| Source extract |
==============================
Question

A small square loop of wire of side $l$ is placed inside a large square loop of side $L(L>>l)$. If the loops are coplanar and their centres coincide, the mutual induction of the system is directly proportional to :

• A. $\frac{L}{l}$
• B. $\frac{l}{L}$
• C. $\frac{L^{2}}{l}$
• D. $\frac{l^{2}}{L}$

Answer 1

Answer: (D)
==============================
| Dataset rows |
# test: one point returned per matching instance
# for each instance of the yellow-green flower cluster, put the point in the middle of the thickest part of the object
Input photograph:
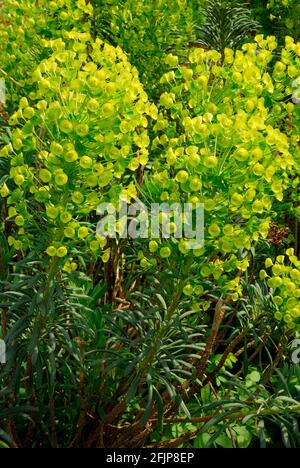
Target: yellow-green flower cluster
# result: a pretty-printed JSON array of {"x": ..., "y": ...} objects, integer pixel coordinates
[
  {"x": 283, "y": 278},
  {"x": 227, "y": 137},
  {"x": 23, "y": 26}
]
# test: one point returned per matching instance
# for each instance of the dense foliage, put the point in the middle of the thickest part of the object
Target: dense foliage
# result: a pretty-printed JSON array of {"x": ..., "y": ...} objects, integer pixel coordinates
[{"x": 147, "y": 342}]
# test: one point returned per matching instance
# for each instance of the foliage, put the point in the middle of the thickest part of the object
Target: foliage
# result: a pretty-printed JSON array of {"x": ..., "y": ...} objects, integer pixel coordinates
[
  {"x": 133, "y": 343},
  {"x": 227, "y": 24},
  {"x": 216, "y": 121},
  {"x": 285, "y": 15},
  {"x": 148, "y": 30}
]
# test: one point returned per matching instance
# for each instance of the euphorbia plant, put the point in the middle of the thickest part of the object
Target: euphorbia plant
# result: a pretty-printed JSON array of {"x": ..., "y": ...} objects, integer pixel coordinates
[{"x": 227, "y": 137}]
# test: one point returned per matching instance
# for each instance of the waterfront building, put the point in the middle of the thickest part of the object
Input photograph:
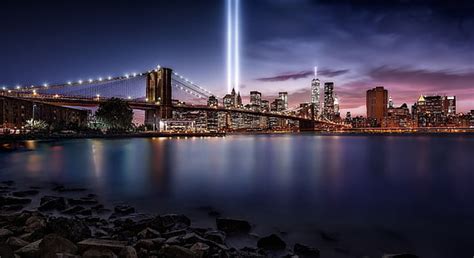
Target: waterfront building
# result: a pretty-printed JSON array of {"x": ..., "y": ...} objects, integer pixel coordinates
[
  {"x": 376, "y": 104},
  {"x": 284, "y": 97},
  {"x": 265, "y": 105},
  {"x": 316, "y": 94},
  {"x": 212, "y": 101},
  {"x": 15, "y": 112},
  {"x": 328, "y": 110}
]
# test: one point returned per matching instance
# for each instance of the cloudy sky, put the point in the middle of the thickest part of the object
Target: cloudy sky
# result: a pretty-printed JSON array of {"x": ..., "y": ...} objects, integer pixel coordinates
[{"x": 411, "y": 47}]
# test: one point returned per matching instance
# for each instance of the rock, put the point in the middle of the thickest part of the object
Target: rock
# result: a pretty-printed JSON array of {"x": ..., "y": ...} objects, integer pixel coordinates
[
  {"x": 305, "y": 251},
  {"x": 128, "y": 252},
  {"x": 53, "y": 244},
  {"x": 29, "y": 251},
  {"x": 216, "y": 236},
  {"x": 71, "y": 228},
  {"x": 73, "y": 210},
  {"x": 25, "y": 193},
  {"x": 271, "y": 242},
  {"x": 124, "y": 210},
  {"x": 6, "y": 251},
  {"x": 200, "y": 249},
  {"x": 5, "y": 233},
  {"x": 82, "y": 201},
  {"x": 6, "y": 200},
  {"x": 148, "y": 233},
  {"x": 34, "y": 223},
  {"x": 175, "y": 251},
  {"x": 233, "y": 226},
  {"x": 399, "y": 256},
  {"x": 16, "y": 243},
  {"x": 49, "y": 203},
  {"x": 99, "y": 253},
  {"x": 113, "y": 245}
]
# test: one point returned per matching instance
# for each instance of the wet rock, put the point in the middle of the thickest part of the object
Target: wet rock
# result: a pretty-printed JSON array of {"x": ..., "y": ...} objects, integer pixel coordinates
[
  {"x": 200, "y": 249},
  {"x": 271, "y": 242},
  {"x": 216, "y": 236},
  {"x": 73, "y": 210},
  {"x": 148, "y": 233},
  {"x": 233, "y": 226},
  {"x": 34, "y": 223},
  {"x": 175, "y": 251},
  {"x": 399, "y": 256},
  {"x": 82, "y": 201},
  {"x": 49, "y": 203},
  {"x": 6, "y": 200},
  {"x": 53, "y": 244},
  {"x": 6, "y": 251},
  {"x": 113, "y": 245},
  {"x": 5, "y": 233},
  {"x": 305, "y": 251},
  {"x": 70, "y": 228},
  {"x": 128, "y": 252},
  {"x": 25, "y": 193},
  {"x": 29, "y": 251},
  {"x": 99, "y": 252},
  {"x": 16, "y": 243}
]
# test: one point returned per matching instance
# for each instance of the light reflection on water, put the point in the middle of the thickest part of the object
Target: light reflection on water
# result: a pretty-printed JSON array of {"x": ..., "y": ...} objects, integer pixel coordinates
[{"x": 419, "y": 187}]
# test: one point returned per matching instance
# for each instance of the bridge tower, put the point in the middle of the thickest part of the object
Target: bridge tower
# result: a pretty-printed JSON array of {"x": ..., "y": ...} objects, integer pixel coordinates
[{"x": 158, "y": 91}]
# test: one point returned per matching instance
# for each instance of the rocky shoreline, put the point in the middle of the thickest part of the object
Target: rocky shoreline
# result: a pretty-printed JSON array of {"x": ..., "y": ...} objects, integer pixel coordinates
[{"x": 59, "y": 225}]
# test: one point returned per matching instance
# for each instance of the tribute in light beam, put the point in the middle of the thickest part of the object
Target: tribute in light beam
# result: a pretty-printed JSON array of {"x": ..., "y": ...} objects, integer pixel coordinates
[{"x": 233, "y": 46}]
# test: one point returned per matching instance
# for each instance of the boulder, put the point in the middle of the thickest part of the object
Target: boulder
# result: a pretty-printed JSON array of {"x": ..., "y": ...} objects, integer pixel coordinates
[
  {"x": 6, "y": 251},
  {"x": 271, "y": 242},
  {"x": 25, "y": 193},
  {"x": 148, "y": 233},
  {"x": 99, "y": 252},
  {"x": 128, "y": 252},
  {"x": 16, "y": 242},
  {"x": 175, "y": 251},
  {"x": 233, "y": 226},
  {"x": 113, "y": 245},
  {"x": 200, "y": 249},
  {"x": 305, "y": 251},
  {"x": 71, "y": 228},
  {"x": 7, "y": 200},
  {"x": 49, "y": 203},
  {"x": 30, "y": 250},
  {"x": 53, "y": 244},
  {"x": 216, "y": 236}
]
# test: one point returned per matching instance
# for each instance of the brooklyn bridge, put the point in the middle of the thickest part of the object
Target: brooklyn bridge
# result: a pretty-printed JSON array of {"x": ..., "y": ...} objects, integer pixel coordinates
[{"x": 159, "y": 93}]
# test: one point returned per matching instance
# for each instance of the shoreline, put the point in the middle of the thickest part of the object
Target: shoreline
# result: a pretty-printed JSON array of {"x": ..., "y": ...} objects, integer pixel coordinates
[{"x": 72, "y": 222}]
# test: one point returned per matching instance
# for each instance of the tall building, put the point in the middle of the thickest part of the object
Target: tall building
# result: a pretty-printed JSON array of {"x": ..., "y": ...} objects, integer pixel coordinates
[
  {"x": 255, "y": 98},
  {"x": 284, "y": 97},
  {"x": 316, "y": 93},
  {"x": 377, "y": 103},
  {"x": 328, "y": 110}
]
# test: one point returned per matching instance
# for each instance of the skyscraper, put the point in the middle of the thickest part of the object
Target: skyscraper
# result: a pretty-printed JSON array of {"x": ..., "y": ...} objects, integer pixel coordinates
[
  {"x": 377, "y": 103},
  {"x": 315, "y": 93},
  {"x": 328, "y": 110},
  {"x": 284, "y": 97}
]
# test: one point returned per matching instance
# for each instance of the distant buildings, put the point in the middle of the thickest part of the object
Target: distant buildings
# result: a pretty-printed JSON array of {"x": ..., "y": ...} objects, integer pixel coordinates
[
  {"x": 328, "y": 110},
  {"x": 376, "y": 104}
]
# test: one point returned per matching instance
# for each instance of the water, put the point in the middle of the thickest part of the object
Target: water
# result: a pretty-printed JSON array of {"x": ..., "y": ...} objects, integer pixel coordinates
[{"x": 370, "y": 194}]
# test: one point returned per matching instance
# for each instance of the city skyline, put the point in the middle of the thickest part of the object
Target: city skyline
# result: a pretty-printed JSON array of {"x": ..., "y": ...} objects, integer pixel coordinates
[{"x": 408, "y": 66}]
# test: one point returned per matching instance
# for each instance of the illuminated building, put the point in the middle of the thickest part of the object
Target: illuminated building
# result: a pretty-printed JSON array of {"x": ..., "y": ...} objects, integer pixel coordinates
[
  {"x": 284, "y": 97},
  {"x": 316, "y": 93},
  {"x": 328, "y": 110},
  {"x": 376, "y": 102}
]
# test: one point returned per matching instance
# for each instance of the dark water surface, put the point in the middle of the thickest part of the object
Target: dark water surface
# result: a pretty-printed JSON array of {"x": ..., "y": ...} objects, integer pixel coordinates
[{"x": 347, "y": 195}]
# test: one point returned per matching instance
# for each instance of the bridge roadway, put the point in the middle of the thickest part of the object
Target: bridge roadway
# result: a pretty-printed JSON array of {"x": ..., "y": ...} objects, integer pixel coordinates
[{"x": 142, "y": 105}]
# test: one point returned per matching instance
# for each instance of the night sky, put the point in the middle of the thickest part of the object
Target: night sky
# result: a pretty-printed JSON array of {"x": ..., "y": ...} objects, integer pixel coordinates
[{"x": 411, "y": 47}]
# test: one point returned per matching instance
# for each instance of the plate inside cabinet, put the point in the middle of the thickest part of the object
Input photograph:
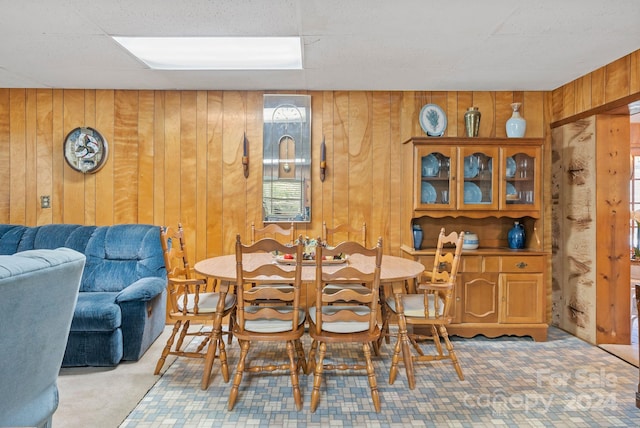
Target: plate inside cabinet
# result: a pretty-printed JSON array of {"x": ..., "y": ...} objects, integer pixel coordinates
[
  {"x": 472, "y": 193},
  {"x": 430, "y": 166},
  {"x": 511, "y": 167},
  {"x": 470, "y": 166},
  {"x": 428, "y": 193},
  {"x": 433, "y": 120}
]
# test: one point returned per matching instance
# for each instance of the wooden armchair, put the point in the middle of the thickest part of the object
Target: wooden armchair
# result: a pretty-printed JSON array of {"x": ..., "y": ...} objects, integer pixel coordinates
[
  {"x": 429, "y": 307},
  {"x": 279, "y": 321},
  {"x": 191, "y": 303},
  {"x": 279, "y": 233},
  {"x": 333, "y": 320}
]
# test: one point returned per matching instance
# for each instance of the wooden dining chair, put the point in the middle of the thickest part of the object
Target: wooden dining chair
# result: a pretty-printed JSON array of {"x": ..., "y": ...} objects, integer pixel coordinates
[
  {"x": 281, "y": 322},
  {"x": 191, "y": 305},
  {"x": 344, "y": 230},
  {"x": 345, "y": 316},
  {"x": 429, "y": 307},
  {"x": 281, "y": 233}
]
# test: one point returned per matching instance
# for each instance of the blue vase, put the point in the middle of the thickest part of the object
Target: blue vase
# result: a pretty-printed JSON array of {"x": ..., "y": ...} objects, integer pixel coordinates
[
  {"x": 417, "y": 236},
  {"x": 516, "y": 125},
  {"x": 516, "y": 236}
]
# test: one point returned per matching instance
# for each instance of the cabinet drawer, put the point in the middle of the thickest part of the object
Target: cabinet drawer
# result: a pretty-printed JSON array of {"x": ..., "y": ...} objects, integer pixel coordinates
[
  {"x": 522, "y": 264},
  {"x": 480, "y": 264}
]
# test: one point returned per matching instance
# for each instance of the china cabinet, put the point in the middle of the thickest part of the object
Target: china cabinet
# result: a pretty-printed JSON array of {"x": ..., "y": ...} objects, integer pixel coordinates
[{"x": 482, "y": 185}]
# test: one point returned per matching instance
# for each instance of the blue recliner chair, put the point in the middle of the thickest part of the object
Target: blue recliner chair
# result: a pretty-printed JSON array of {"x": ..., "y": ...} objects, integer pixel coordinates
==============================
| Written problem |
Return the part of the mutual induction question that begins with the words "A small square" and ends after the words "Answer: (D)", copied word for word. You won't need the entries.

| Correct output |
A small square loop of wire of side $l$ is placed inside a large square loop of side $L(L>>l)$. If the loops are coplanar and their centres coincide, the mutual induction of the system is directly proportional to :

• A. $\frac{L}{l}$
• B. $\frac{l}{L}$
• C. $\frac{L^{2}}{l}$
• D. $\frac{l^{2}}{L}$

Answer 1

Answer: (D)